▶ [Text to read]
--

University of Wisconsin-Oshkosh and Ripon College

October 5, 2009  

         On Sunday, October 4, 2009, a crew of seven completed the clearing of one of the reported petroforms at the Griffiths Site north of Rosendale. The feature lies in an oak-hickory woods, surrounded by low ground usually wet in the spring. This is common to many petroform sites in Central Wisconsin. Several trees and extensive low growth were removed in order to clearly demarcate the feature.

         Upon full exposure it turned out to be a large crescent, the first clearly formed one so far known in the Midwest. It is 7.4 m long at its fullest extension and 1.9 m wide at the center of the arc. Most of the boulders are large and deeply imbedded. There is virtually no piling. All of the placed boulders are heavily patinated, with several overlapping lichen colonies apparent. Most of the lichen is fine-grained crustose, with only a small amount of bright green foliose lichen recently starting to form.

--

▶ [Information given]

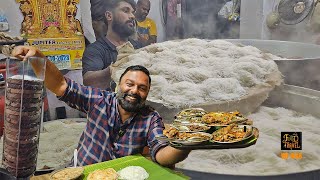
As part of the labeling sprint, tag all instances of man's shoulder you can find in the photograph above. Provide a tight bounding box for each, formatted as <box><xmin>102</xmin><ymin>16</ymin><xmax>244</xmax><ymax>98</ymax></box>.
<box><xmin>145</xmin><ymin>17</ymin><xmax>155</xmax><ymax>24</ymax></box>
<box><xmin>140</xmin><ymin>105</ymin><xmax>160</xmax><ymax>117</ymax></box>
<box><xmin>86</xmin><ymin>37</ymin><xmax>112</xmax><ymax>50</ymax></box>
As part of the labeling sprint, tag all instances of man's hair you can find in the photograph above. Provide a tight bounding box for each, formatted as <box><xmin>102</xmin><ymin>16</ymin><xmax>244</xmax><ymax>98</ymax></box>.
<box><xmin>119</xmin><ymin>65</ymin><xmax>151</xmax><ymax>85</ymax></box>
<box><xmin>137</xmin><ymin>0</ymin><xmax>150</xmax><ymax>6</ymax></box>
<box><xmin>102</xmin><ymin>0</ymin><xmax>136</xmax><ymax>26</ymax></box>
<box><xmin>103</xmin><ymin>0</ymin><xmax>136</xmax><ymax>11</ymax></box>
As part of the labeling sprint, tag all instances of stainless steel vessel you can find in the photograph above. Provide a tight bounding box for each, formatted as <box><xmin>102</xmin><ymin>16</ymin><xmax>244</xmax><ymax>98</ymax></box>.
<box><xmin>227</xmin><ymin>39</ymin><xmax>320</xmax><ymax>90</ymax></box>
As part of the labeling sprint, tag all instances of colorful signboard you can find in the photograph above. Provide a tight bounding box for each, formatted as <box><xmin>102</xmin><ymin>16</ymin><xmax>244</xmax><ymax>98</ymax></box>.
<box><xmin>16</xmin><ymin>0</ymin><xmax>85</xmax><ymax>69</ymax></box>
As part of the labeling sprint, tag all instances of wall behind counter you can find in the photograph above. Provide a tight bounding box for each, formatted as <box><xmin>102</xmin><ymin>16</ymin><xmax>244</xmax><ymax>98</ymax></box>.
<box><xmin>47</xmin><ymin>70</ymin><xmax>83</xmax><ymax>120</ymax></box>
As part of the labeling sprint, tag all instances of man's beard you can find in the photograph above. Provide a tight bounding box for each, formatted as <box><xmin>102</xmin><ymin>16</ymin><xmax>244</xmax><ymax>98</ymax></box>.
<box><xmin>112</xmin><ymin>18</ymin><xmax>135</xmax><ymax>38</ymax></box>
<box><xmin>116</xmin><ymin>89</ymin><xmax>145</xmax><ymax>113</ymax></box>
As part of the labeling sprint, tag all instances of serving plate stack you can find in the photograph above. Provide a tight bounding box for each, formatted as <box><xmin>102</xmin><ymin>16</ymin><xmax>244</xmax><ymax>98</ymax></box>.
<box><xmin>157</xmin><ymin>108</ymin><xmax>259</xmax><ymax>149</ymax></box>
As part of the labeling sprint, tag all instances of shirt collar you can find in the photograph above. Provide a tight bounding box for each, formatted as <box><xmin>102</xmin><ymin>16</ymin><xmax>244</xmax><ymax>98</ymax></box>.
<box><xmin>103</xmin><ymin>36</ymin><xmax>117</xmax><ymax>51</ymax></box>
<box><xmin>116</xmin><ymin>98</ymin><xmax>137</xmax><ymax>126</ymax></box>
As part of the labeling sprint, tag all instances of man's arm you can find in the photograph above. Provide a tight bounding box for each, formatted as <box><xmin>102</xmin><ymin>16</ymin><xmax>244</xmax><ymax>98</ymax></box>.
<box><xmin>83</xmin><ymin>66</ymin><xmax>112</xmax><ymax>89</ymax></box>
<box><xmin>156</xmin><ymin>146</ymin><xmax>190</xmax><ymax>166</ymax></box>
<box><xmin>82</xmin><ymin>44</ymin><xmax>111</xmax><ymax>89</ymax></box>
<box><xmin>12</xmin><ymin>46</ymin><xmax>68</xmax><ymax>96</ymax></box>
<box><xmin>148</xmin><ymin>19</ymin><xmax>158</xmax><ymax>44</ymax></box>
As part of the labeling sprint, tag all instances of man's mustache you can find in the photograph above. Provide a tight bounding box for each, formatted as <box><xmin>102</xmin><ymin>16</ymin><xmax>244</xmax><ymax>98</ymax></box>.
<box><xmin>126</xmin><ymin>20</ymin><xmax>134</xmax><ymax>24</ymax></box>
<box><xmin>123</xmin><ymin>93</ymin><xmax>142</xmax><ymax>103</ymax></box>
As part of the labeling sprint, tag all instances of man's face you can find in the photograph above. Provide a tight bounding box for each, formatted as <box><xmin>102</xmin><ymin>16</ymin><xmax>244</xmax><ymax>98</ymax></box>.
<box><xmin>111</xmin><ymin>2</ymin><xmax>135</xmax><ymax>38</ymax></box>
<box><xmin>136</xmin><ymin>1</ymin><xmax>150</xmax><ymax>20</ymax></box>
<box><xmin>117</xmin><ymin>71</ymin><xmax>150</xmax><ymax>112</ymax></box>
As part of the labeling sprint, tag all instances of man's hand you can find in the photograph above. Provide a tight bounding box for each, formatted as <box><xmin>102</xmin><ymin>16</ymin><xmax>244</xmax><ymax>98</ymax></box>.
<box><xmin>156</xmin><ymin>146</ymin><xmax>190</xmax><ymax>167</ymax></box>
<box><xmin>11</xmin><ymin>46</ymin><xmax>45</xmax><ymax>61</ymax></box>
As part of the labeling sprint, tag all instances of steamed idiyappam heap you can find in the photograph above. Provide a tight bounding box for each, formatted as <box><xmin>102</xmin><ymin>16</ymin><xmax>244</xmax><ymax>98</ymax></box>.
<box><xmin>113</xmin><ymin>39</ymin><xmax>281</xmax><ymax>107</ymax></box>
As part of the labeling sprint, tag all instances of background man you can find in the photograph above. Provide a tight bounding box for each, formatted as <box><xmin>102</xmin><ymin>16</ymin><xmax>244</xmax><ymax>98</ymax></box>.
<box><xmin>135</xmin><ymin>0</ymin><xmax>157</xmax><ymax>46</ymax></box>
<box><xmin>12</xmin><ymin>46</ymin><xmax>190</xmax><ymax>166</ymax></box>
<box><xmin>82</xmin><ymin>0</ymin><xmax>141</xmax><ymax>89</ymax></box>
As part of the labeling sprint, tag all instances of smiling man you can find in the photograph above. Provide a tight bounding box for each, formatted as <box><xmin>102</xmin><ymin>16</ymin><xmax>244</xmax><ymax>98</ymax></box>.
<box><xmin>12</xmin><ymin>46</ymin><xmax>190</xmax><ymax>166</ymax></box>
<box><xmin>82</xmin><ymin>0</ymin><xmax>142</xmax><ymax>89</ymax></box>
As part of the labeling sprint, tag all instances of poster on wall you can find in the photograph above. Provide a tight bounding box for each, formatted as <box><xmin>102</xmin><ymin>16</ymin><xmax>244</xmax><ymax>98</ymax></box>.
<box><xmin>16</xmin><ymin>0</ymin><xmax>85</xmax><ymax>69</ymax></box>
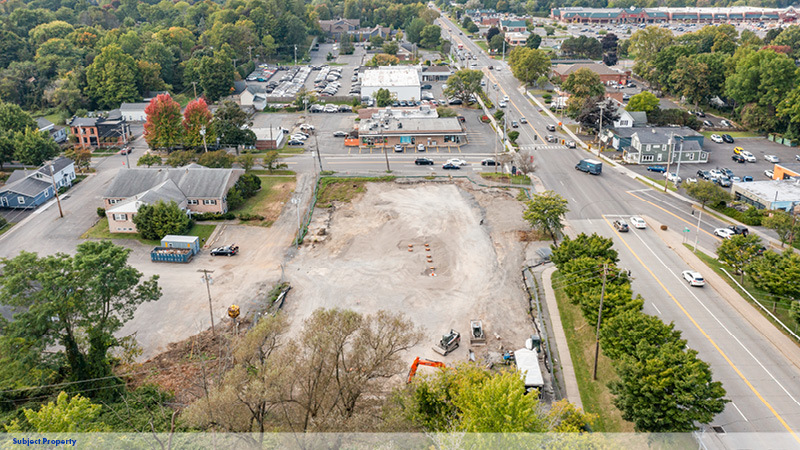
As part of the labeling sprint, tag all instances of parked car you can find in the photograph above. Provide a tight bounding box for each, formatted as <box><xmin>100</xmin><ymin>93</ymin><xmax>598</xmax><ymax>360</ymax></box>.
<box><xmin>630</xmin><ymin>216</ymin><xmax>647</xmax><ymax>230</ymax></box>
<box><xmin>211</xmin><ymin>244</ymin><xmax>239</xmax><ymax>256</ymax></box>
<box><xmin>728</xmin><ymin>225</ymin><xmax>750</xmax><ymax>236</ymax></box>
<box><xmin>681</xmin><ymin>270</ymin><xmax>706</xmax><ymax>287</ymax></box>
<box><xmin>714</xmin><ymin>228</ymin><xmax>736</xmax><ymax>239</ymax></box>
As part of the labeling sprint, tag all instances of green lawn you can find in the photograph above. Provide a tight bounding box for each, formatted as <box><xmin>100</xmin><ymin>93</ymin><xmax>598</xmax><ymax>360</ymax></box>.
<box><xmin>233</xmin><ymin>176</ymin><xmax>295</xmax><ymax>226</ymax></box>
<box><xmin>683</xmin><ymin>244</ymin><xmax>798</xmax><ymax>336</ymax></box>
<box><xmin>81</xmin><ymin>219</ymin><xmax>217</xmax><ymax>247</ymax></box>
<box><xmin>552</xmin><ymin>272</ymin><xmax>633</xmax><ymax>433</ymax></box>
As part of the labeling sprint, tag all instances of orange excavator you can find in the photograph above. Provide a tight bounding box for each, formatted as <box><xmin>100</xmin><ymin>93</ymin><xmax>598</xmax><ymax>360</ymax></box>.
<box><xmin>407</xmin><ymin>356</ymin><xmax>445</xmax><ymax>383</ymax></box>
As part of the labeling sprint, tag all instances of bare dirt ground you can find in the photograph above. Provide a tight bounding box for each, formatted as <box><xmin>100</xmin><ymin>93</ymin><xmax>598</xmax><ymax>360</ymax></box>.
<box><xmin>286</xmin><ymin>182</ymin><xmax>533</xmax><ymax>363</ymax></box>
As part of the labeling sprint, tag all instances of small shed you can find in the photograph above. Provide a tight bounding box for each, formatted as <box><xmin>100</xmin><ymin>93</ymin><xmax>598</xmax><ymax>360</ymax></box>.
<box><xmin>161</xmin><ymin>234</ymin><xmax>200</xmax><ymax>255</ymax></box>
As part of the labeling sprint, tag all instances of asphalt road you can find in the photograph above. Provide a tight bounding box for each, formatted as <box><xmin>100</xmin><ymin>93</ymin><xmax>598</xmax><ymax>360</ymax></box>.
<box><xmin>439</xmin><ymin>12</ymin><xmax>800</xmax><ymax>446</ymax></box>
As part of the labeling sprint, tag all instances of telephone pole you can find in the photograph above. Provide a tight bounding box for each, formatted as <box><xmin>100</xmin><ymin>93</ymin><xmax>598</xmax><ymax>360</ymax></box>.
<box><xmin>592</xmin><ymin>263</ymin><xmax>608</xmax><ymax>381</ymax></box>
<box><xmin>198</xmin><ymin>269</ymin><xmax>217</xmax><ymax>338</ymax></box>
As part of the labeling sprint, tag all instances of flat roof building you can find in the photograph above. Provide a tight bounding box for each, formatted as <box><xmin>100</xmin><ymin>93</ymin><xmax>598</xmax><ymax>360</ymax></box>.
<box><xmin>360</xmin><ymin>66</ymin><xmax>421</xmax><ymax>100</ymax></box>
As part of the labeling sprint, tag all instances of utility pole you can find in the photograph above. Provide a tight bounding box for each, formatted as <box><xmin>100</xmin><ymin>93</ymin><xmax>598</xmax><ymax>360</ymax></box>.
<box><xmin>198</xmin><ymin>269</ymin><xmax>217</xmax><ymax>338</ymax></box>
<box><xmin>592</xmin><ymin>263</ymin><xmax>608</xmax><ymax>381</ymax></box>
<box><xmin>48</xmin><ymin>161</ymin><xmax>64</xmax><ymax>219</ymax></box>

--

▶ [Directions]
1 - According to the petroform report, how long is the crescent at its fullest extension?
2 - List every named place or region in the two paragraphs of the petroform report, leaving out the header.
3 - Print the petroform report from "On Sunday, October" to "demarcate the feature.".

▶ [Solutions below]
1 - 7.4 m

2 -
Griffiths Site
Rosendale
Central Wisconsin
the Midwest

3 -
On Sunday, October 4, 2009, a crew of seven completed the clearing of one of the reported petroforms at the Griffiths Site north of Rosendale. The feature lies in an oak-hickory woods, surrounded by low ground usually wet in the spring. This is common to many petroform sites in Central Wisconsin. Several trees and extensive low growth were removed in order to clearly demarcate the feature.